Ziel der Aufgabe: Gib aus dem Text über Zufall in der Physik das Stück wortgetreu aus, das mit den Worten "3. Naturwissenschaften" anfängt und mit "Verhalten eines Systems." aufhört.

Gezeigter Textauszug:
---*---
3. Naturwissenschaften
Die
Gesetze der klassischen Physik sind rein deterministisch, denken wir
beispielsweise an Newton. Hier hat Zufall keinen Platz. Wenn der Zufall dennoch
einbricht, bewirkt er oft ein chaotisches Verhalten eines Systems.
Daher
gilt: Lässt sich ein individuelles Ereignis nicht aus seiner Vorgeschichte
ableiten, so nennt man dieses Ereignis zufällig. Das passiert, wenn die
Ausgangsbedingungen nicht vollständig bekannt sind.
Bei
vielen gutartigen Systemen hängt das Ergebnis nicht sehr empfindlich von den
Details der Ausgangsbedingungen ab. ZB. Wenn ich die Geschwindigkeit eines
Balls messen will, den ich aus dem Fenster fallen lasse, ist genaue Position
meiner Hand unwesentlich.
---*---
Datensätze mit Koordinatenannotationen:
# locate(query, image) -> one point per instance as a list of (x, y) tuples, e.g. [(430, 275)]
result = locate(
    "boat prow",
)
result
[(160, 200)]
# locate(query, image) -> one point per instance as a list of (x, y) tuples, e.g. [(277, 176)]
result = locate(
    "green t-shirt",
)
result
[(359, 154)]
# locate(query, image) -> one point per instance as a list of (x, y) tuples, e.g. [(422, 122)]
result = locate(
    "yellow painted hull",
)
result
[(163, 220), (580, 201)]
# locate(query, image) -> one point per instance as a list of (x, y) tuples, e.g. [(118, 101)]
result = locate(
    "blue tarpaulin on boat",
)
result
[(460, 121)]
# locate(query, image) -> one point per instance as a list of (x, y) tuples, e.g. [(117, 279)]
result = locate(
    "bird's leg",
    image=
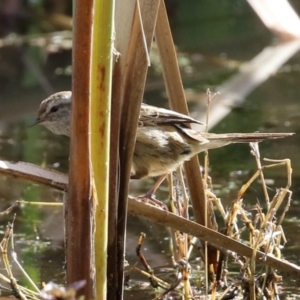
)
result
[(149, 195)]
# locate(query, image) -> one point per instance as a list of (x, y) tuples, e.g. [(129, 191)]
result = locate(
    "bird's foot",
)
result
[(149, 198)]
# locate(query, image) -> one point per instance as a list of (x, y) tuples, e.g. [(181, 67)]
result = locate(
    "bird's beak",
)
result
[(37, 121)]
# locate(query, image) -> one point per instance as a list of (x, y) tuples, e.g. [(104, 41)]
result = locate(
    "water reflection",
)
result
[(214, 54)]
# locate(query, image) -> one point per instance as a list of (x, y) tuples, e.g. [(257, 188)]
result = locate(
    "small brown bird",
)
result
[(163, 140)]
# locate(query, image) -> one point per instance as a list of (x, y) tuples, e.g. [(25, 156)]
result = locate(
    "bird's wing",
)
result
[(152, 115)]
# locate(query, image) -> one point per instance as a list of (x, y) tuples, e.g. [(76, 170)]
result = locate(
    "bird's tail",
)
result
[(245, 137)]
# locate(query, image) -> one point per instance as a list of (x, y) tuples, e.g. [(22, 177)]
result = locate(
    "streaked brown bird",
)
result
[(163, 140)]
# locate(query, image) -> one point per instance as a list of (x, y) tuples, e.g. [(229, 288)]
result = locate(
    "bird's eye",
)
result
[(54, 109)]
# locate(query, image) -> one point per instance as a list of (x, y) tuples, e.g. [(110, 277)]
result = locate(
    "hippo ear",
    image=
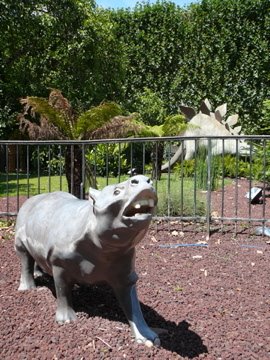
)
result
[(93, 194)]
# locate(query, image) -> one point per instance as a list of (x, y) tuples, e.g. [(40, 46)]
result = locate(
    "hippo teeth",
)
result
[(140, 203), (143, 206)]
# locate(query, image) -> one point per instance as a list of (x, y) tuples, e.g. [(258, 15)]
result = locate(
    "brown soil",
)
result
[(212, 301)]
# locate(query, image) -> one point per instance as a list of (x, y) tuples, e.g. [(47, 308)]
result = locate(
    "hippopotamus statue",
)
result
[(88, 241)]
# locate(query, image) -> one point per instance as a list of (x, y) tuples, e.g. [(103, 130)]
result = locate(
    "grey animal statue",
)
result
[(208, 123), (88, 241)]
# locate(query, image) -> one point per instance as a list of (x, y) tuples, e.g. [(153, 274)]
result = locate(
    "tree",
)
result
[(54, 118), (68, 44)]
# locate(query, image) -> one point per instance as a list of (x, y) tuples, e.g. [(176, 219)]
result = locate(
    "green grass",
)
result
[(20, 184), (184, 199)]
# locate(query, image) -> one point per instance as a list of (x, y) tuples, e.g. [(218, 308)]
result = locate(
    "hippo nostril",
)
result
[(134, 181)]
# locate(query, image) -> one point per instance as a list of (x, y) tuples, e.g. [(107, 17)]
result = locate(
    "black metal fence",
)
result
[(214, 182)]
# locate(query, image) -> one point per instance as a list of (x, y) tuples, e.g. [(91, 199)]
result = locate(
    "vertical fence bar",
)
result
[(250, 184), (17, 179), (195, 178), (7, 181), (60, 168), (72, 169), (49, 168), (208, 205), (236, 186), (264, 182), (38, 167), (95, 165), (182, 180), (28, 170), (169, 186), (82, 185), (223, 185), (107, 164), (143, 164), (119, 162), (131, 159)]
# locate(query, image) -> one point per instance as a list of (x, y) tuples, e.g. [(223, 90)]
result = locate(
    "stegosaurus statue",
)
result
[(207, 123)]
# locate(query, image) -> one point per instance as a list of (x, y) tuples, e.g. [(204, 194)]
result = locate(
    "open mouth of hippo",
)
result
[(141, 208)]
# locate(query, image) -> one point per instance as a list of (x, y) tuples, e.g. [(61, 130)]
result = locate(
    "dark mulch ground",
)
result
[(213, 301)]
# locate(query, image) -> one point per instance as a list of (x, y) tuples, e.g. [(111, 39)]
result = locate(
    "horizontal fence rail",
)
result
[(217, 182)]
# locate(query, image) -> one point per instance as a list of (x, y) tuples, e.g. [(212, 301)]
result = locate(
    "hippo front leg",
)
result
[(27, 281), (63, 288), (128, 299)]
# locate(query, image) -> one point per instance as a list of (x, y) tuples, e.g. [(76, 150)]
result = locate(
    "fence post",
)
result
[(208, 201)]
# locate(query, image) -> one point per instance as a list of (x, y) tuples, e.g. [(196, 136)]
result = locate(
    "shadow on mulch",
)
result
[(99, 300)]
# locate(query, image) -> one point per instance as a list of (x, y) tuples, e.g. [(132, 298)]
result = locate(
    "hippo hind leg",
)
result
[(27, 281), (128, 299), (63, 288)]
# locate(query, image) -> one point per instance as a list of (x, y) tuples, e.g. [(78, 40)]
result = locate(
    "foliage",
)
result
[(48, 160), (157, 56), (153, 41), (56, 119), (265, 120), (47, 43), (107, 159), (150, 107), (217, 49), (183, 201)]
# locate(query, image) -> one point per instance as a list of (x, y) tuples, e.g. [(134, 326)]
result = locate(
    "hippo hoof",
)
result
[(65, 318), (150, 343), (27, 286)]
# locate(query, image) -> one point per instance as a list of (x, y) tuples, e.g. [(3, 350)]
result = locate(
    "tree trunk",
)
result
[(157, 157), (74, 170)]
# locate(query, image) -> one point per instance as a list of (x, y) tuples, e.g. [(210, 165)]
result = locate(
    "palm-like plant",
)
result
[(55, 119)]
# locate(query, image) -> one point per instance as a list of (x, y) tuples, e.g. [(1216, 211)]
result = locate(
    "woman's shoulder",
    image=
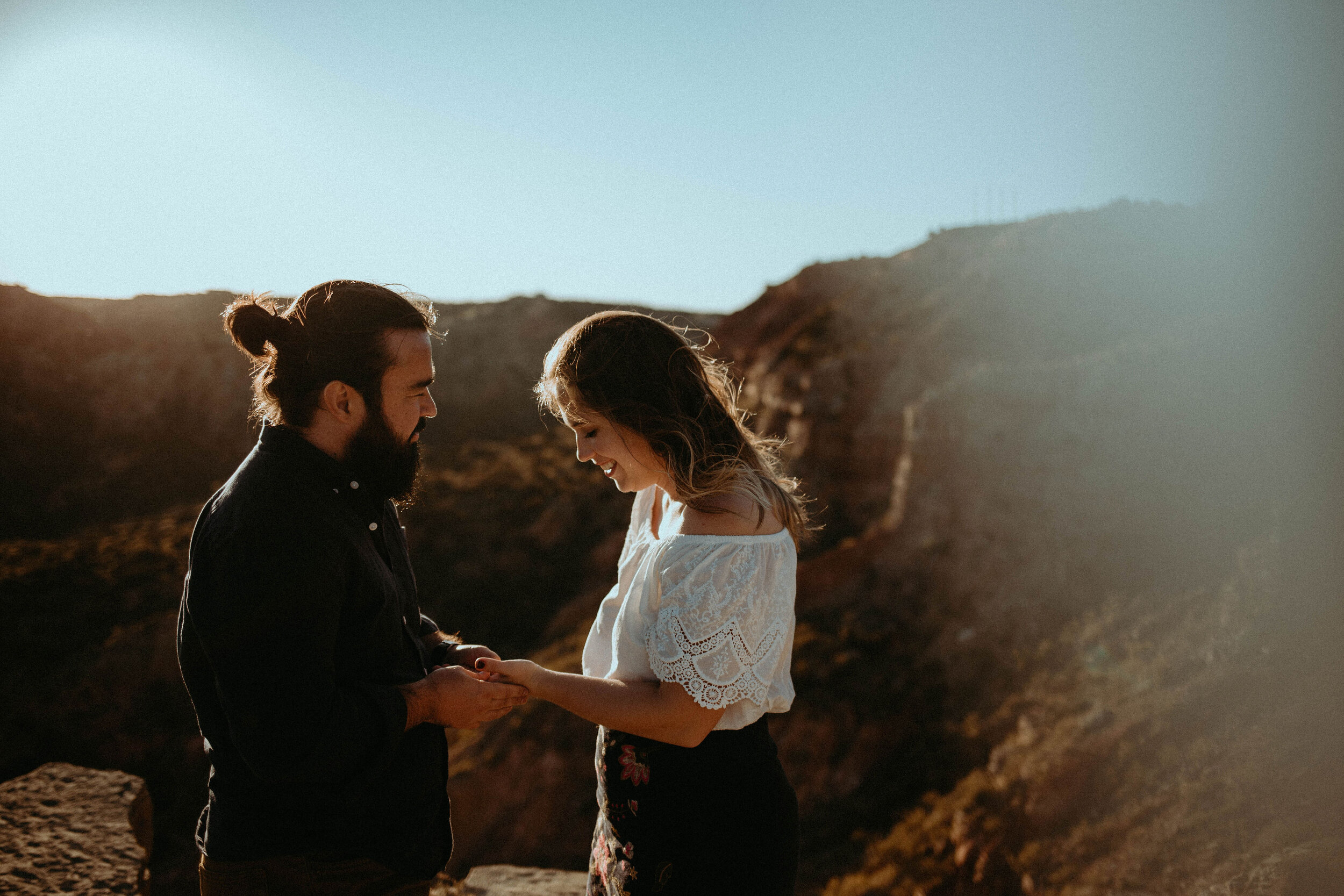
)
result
[(730, 515)]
---*---
Ergebnis:
3. Naturwissenschaften
Die
Gesetze der klassischen Physik sind rein deterministisch, denken wir
beispielsweise an Newton. Hier hat Zufall keinen Platz. Wenn der Zufall dennoch
einbricht, bewirkt er oft ein chaotisches Verhalten eines Systems.